→ Extract:
— Begin —

When someone we love dies, of course, we want to remember their strengths and positive characteristics, but the picture I am often given of a person who has died is an airbrushed one, and not the complete truth.

Nobody would want a vicar or friend to give a funeral eulogy that said something like: she was an old cantankerous bat, who was always grumpy and never helped anybody, and we won’t miss her; he was a young man who never took advice or listened to anybody and look where he’s ended up. We just don’t do that sort of thing, however true it may be.

 

But most of us will fall between the two: neither perfect in all our ways nor completely bad. If we look honestly at our lives, we know we are not perfect, and others probably know that too, however hard we may try to hide our sins and imperfections.

 

Last week we heard St Paul telling us to be transformed and not squeezed into the mould of this world and its thinking and less than godly behaviour.

 

The way to do that was to allow God to be the one who shapes us, and to play our part in the body of Christ.

Today’s message from Romans is what follows. It is Paul setting out the sort of pattern for the behaviour of those who follow Christ.

 

The first point is the absolute key to all the others: let love be genuine.

 

Real love doesn’t involve play-acting or hypocrisy.

 

Real love depends on and is modelled on the self-giving love of the divine.

 

Real love doesn’t brush over the imperfections but loves in spite of them.

 

The love required of those who are Christians is authentic and not fake. So we can acknowledge our weaknesses and those of others, while still loving. To pretend that someone was better than they were is not a loving or genuine thing to do but living in cloud-cuckoo land.

 

Living a Christian life is not just a hobby or something we do on a Sunday morning but a gritty realism that involves commitment and passion.

From the moment we acknowledge the place of Christ in our lives – or at least the place where Christ should be in our lives – at the centre - we begin a journey of transformation.

 

Our baptisms or conversions are not just one-off days to be forgotten about and left behind. Like a wedding day they are first day of the rest of our lives, and as with a successful marriage, there will be ups and downs in our Christian lives, sacrifices to be made, times when we feel we are going forwards and other times when we might feel as if it’s the opposite.

 

Sometimes within a marriage it may feel very lonely, but as Christians we are not asked to do anything alone: God is always with us and we are part of the Body of Christ, which also demands a commitment. It isn’t good enough to say one can be a Christian without belonging to a church, because church is about so much more than what happens on a Sunday morning, and, if, for you, that isn’t the case, then stop and ask why.

 

Sometimes it doesn’t feel like God is with us, but love is not a feeling. Love is real.

 

Genuine love doesn’t depend on how we feel, but on how we live and act towards God and others. We can show love towards someone who may stir up great feelings of dislike within us – in fact look what Paul says about our enemies – feed them, water them, overcome their evil with goodness.

 

The outpourings of solidarity and community after such atrocities as the Manchester Arena bombing and 9/11 show the power of good over evil. Love will always win.

 

So it’s not surprising that in this passage where Paul is showing what the Christian life looks like, he begins with genuine love.

 

And that’s because we begin our Christian journeys not with anything we do but with the perfect love of God for us and for the world.

 

If you want to know what authentic love looks like, look at God in human clothing – Jesus, who never pretended things were better than they were, who loved completely, but didn’t let people get away with anything less than total commitment.

— End —

→ Data block:
— Begin —

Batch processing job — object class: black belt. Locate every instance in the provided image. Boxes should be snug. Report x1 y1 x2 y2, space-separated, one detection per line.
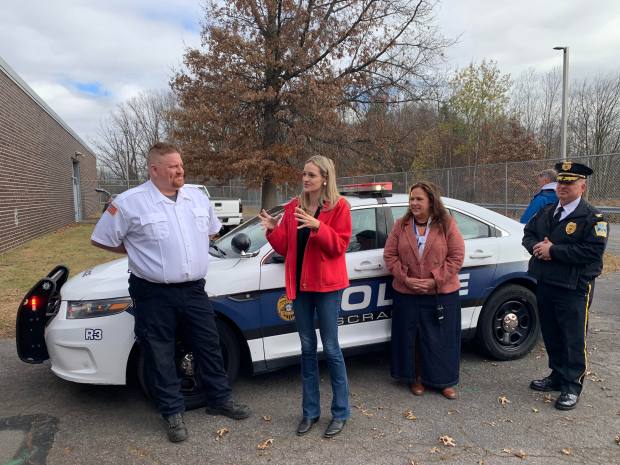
129 273 204 287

— End —

→ Given problem A: Return the passage of the sermon on genuine love from "Nobody would want" up to and including "body of Christ.", copied character for character.
→ Given problem B: In the sermon on genuine love, which two atrocities are named as having been followed by outpourings of solidarity and community?
→ Given problem C: Continue the sermon on genuine love from the point where it ends.

→ Response A:
Nobody would want a vicar or friend to give a funeral eulogy that said something like: she was an old cantankerous bat, who was always grumpy and never helped anybody, and we won’t miss her; he was a young man who never took advice or listened to anybody and look where he’s ended up. We just don’t do that sort of thing, however true it may be.

 

But most of us will fall between the two: neither perfect in all our ways nor completely bad. If we look honestly at our lives, we know we are not perfect, and others probably know that too, however hard we may try to hide our sins and imperfections.

 

Last week we heard St Paul telling us to be transformed and not squeezed into the mould of this world and its thinking and less than godly behaviour.

 

The way to do that was to allow God to be the one who shapes us, and to play our part in the body of Christ.

→ Response B: The Manchester Arena bombing and 9/11.

→ Response C:
A church community should be a place where we can be absolutely honest with one another about our struggles.

 

It’s a place where we shouldn’t need to feel that we have to put on our best face or our Sunday best, because Jesus loves us as we are and that is the real love we are called to imitate.

 

A love that copes with tears and sadness and weeps with us; a love that celebrates our joy with us without envy at our good fortune but with genuine pleasure for a member of our community.

 

It’s a love that touches every area of our life.

Look at what Paul picks out: our individual life, our community life, our passion, our hope, our suffering, our prayer, our generosity, our attitude towards strangers and enemies, the joyful, the sad, the lowly: perhaps it can be summed up by those two great Commandments to love God and to love our neighbour.

 

And all of this we called to do with zeal and ardently. Be ardent in spirit – be ablaze for God.

 

Each day in Morning Prayers we pray that God will set our hearts on fire with love – that phrase hits me every time – this is a passionate love we are called to have for God, not just a dying flickering flame, but a roaring, moving blaze that affects everything in its path.

Not a fire of destruction like the one at Grenfell Tower but a fire of goodness and love that moves just as fast, a fire that responds to God’s Holy Spirit and brings healing and peace, compassion and gentleness, a fire that burns away any impurities and refines us and mould us into God’s shape.

 

Nadia Bolz-Weber is not the sort of person you would picture if you were asked what a Lutheran pastor looks like – and yet she is one.

 

She is a recovered drug addict and alcoholic, divorced, covered in tattoos, someone who knows what it is to be one of life’s outsiders, someone whose life has been dramatically changed by God, a person who tells it like it is, often in language that we would be horrified to hear in church, but in so doing she attracts many who would be the people who flocked to Jesus but who often feel that they couldn’t possibly have a place in church because they’d be judged for not being clean or pure or educated or because they live a disordered type of life.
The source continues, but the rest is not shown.